READING PASSAGE »
----------
We employ the ISPRS datasets of Vaihingen and Potsdam [
24] for experiments. The training of the multi-resolution and the fusion model is described and a quantitative evaluation is given. We especially have conducted a series of experiments concerning the layers’ sensitivity to specific classes as well as different modalities and visualize the results. The exploration of the layers’ sensitivity indicates the proposed optimal fusion model is able to improve the performance. This fusion model is verified by a comparison of all possible fusion models.
----------
LISTED ENTRIES »
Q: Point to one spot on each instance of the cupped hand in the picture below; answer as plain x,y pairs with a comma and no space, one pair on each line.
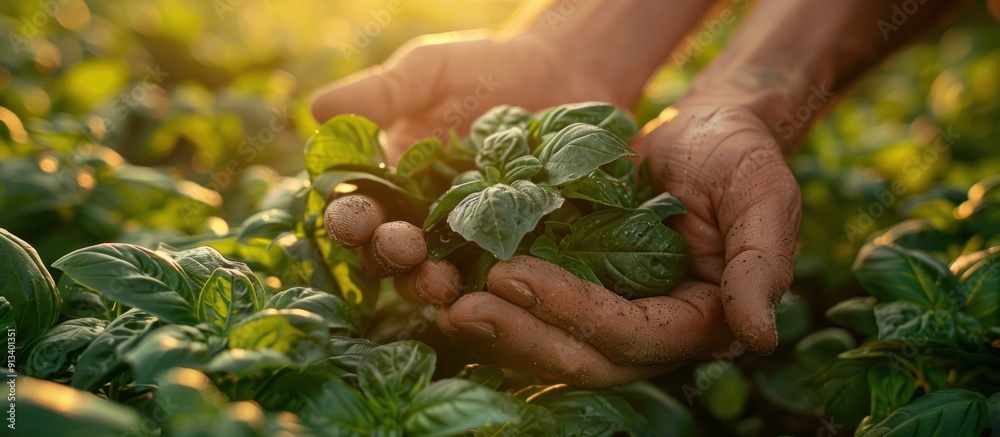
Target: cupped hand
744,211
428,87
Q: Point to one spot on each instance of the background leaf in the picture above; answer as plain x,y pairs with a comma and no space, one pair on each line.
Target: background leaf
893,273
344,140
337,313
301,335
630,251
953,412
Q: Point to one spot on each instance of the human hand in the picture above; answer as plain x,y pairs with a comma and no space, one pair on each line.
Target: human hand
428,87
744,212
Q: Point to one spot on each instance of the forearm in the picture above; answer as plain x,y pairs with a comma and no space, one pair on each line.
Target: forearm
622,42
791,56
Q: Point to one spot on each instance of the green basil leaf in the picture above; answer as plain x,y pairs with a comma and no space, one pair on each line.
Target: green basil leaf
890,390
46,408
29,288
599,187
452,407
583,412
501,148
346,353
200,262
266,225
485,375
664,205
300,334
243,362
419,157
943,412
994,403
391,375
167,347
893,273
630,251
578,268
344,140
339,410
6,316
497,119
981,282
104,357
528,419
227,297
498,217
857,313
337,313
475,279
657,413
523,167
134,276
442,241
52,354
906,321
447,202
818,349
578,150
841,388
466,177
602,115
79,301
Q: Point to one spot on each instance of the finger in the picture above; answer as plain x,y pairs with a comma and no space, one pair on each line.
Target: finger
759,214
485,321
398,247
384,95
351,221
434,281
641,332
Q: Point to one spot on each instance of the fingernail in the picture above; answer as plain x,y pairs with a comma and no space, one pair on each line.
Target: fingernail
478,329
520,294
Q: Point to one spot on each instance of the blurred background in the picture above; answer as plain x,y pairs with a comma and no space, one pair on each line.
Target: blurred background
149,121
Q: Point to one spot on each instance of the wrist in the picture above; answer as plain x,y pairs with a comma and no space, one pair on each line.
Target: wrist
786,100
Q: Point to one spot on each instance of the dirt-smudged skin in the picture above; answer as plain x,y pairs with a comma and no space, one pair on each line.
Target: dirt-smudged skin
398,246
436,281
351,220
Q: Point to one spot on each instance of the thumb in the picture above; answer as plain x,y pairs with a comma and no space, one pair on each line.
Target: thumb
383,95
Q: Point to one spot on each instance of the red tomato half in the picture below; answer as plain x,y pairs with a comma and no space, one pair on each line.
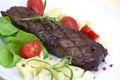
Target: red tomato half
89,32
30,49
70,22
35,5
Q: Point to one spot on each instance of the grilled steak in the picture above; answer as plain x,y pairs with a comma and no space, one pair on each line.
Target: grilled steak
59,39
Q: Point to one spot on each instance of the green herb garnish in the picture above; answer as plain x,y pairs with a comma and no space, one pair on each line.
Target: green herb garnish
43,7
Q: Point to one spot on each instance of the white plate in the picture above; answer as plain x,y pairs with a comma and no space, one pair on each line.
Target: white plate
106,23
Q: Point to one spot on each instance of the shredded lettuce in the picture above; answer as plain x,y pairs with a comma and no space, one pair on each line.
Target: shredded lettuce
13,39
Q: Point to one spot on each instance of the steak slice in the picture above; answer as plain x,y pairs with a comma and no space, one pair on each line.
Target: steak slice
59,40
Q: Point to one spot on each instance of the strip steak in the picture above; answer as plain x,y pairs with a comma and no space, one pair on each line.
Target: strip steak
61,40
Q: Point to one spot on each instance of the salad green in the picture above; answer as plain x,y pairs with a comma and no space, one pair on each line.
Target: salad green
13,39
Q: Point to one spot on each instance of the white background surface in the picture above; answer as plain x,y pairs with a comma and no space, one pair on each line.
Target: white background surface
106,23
----------
WHAT YOU WILL DO »
1. Which datasets does the fusion model passage say are used for the experiments?
2. Pick up the fusion model passage after its last sentence and keep writing it.
The rows come from a separate source and are unrelated to the fusion model passage.

THE RESPONSES »
1. The ISPRS datasets of Vaihingen and Potsdam.

2.
4.1. Datasets
Experiments are performed on the ISPRS 2D semantic labeling datasets showing the urban areas of Vaihingen and Potsdam. The datasets provide high resolution True Orthophotos (TOPs) and corresponding DSMs with a Ground Sampling Distance (GSD) of 9 cm. In the experiments, we use color infrared imagery (infrared-red-green) for the Vaihingen dataset and color imagery (red-green-blue) for the Potsdam dataset to test our approach on different data, even though the Potsdam data contains also infrared imagery. The Vaihingen dataset consists of 32 tiles in total with ground truth released for half of them, designated for training and validation. The Vaihingen dataset employs pixel-wise labeling for six semantic categories (impervious surface, building, low vegetation, tree, car, and clutter/background). We used twelve of the 16 labeled tiles for training and four tiles for validation. For training, we divided the selected tiles into patches with a size of 256 × 256 pixels with 128 pixels’ overlap. The patches are rotated (each time by 90 degrees) and flipped (top down, left right) for data augmentation. A set of 16,782 patches is generated. We selected four tiles (13, 15, 23, and 28) as the validation set. The validation set tiles are clipped into patches with a size of 256 × 256 pixels without overlap.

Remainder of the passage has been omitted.